▶ [Work order]: Read through the entries below and return each line with the word "blond".

▶ [Material shown]:

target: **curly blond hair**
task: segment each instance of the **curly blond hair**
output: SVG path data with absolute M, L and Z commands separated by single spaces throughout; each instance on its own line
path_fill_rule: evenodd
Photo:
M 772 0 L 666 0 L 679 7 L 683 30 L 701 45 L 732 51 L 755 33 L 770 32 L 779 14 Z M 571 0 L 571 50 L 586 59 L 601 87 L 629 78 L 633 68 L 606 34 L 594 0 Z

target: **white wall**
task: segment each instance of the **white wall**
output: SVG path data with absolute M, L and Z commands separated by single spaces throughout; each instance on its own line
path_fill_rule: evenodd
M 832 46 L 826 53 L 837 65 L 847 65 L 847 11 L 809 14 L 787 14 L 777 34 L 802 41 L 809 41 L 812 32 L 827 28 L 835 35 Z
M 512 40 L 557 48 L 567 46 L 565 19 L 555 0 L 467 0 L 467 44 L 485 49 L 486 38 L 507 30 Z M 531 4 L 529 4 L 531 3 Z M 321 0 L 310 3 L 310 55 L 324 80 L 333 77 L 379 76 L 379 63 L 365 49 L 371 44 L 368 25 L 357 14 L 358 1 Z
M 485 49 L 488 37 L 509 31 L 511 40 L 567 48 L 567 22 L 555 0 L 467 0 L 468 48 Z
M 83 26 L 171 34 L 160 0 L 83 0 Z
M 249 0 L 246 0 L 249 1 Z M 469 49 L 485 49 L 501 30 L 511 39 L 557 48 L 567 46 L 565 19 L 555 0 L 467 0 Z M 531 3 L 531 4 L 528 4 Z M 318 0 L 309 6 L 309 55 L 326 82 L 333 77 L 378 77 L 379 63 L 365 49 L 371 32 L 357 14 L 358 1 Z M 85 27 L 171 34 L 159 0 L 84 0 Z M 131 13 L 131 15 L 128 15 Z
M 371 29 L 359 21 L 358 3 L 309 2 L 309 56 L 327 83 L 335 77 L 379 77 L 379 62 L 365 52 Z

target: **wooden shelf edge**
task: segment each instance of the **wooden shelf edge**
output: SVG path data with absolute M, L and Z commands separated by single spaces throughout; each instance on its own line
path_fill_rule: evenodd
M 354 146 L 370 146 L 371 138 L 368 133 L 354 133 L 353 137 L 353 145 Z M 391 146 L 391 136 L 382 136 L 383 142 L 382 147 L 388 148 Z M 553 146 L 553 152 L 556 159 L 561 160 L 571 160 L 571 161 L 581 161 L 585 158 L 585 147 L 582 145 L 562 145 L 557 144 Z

▶ [Task result]:
target: **curly blond hair**
task: segment each instance of the **curly blond hair**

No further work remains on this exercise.